Please count the lines in the listing below that contain the word "knife", and reply with only that number.
-- START THE INPUT --
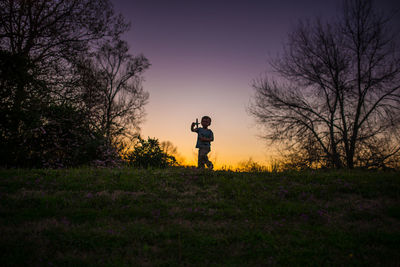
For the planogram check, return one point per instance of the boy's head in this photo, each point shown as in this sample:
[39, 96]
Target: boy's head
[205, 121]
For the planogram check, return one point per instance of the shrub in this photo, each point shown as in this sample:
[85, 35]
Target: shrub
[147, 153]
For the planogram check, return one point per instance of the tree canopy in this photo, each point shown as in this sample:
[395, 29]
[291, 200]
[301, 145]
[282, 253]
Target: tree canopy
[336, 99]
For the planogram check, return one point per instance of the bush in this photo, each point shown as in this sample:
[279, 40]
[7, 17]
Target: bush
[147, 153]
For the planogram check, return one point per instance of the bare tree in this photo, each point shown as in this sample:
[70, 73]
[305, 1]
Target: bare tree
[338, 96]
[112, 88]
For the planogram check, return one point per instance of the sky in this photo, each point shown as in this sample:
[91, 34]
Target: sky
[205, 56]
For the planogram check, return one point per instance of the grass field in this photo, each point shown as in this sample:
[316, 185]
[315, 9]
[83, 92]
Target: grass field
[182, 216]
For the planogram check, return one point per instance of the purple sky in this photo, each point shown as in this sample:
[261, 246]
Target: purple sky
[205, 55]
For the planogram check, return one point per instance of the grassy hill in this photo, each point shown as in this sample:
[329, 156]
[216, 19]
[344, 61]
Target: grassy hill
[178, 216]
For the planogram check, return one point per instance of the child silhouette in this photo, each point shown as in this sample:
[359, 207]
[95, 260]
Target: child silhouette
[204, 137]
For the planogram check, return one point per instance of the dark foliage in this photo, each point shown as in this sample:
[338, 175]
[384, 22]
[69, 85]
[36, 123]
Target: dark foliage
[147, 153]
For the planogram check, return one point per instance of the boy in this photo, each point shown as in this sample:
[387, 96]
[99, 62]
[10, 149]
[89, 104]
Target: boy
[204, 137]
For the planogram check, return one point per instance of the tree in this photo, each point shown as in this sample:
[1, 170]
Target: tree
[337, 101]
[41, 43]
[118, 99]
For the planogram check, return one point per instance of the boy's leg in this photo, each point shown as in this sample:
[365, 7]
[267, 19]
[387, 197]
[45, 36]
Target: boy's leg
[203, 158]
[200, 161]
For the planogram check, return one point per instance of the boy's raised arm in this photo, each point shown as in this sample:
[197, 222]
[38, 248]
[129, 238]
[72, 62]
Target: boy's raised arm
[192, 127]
-- END THE INPUT --
-- START THE INPUT --
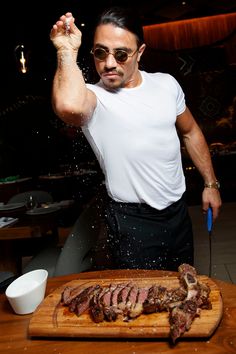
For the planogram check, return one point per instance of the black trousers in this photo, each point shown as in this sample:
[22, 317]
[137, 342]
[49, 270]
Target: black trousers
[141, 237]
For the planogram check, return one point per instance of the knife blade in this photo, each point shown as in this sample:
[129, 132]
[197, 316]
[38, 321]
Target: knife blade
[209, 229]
-- END THE INPUT --
-- START THE INPUT --
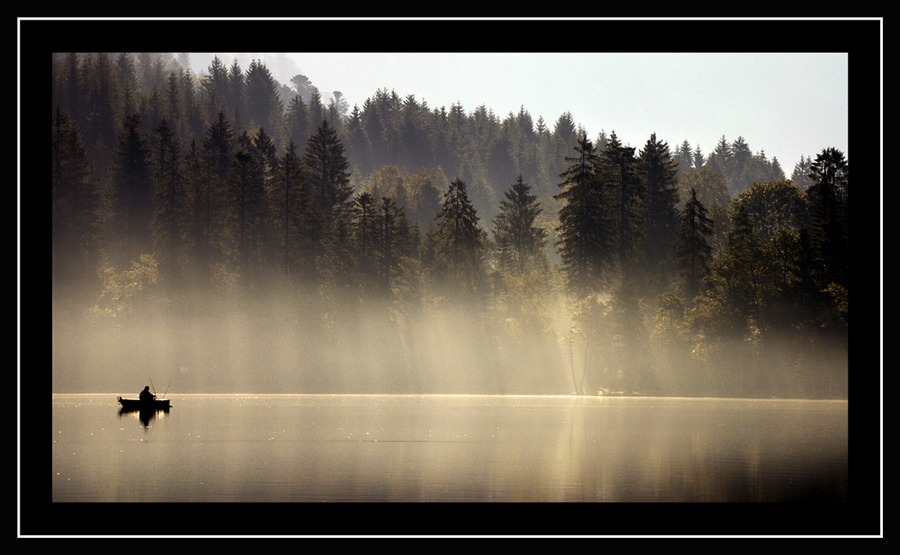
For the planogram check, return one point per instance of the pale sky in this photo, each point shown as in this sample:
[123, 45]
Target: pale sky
-- END THE INPUT --
SOLUTION FOR THIS TASK: 2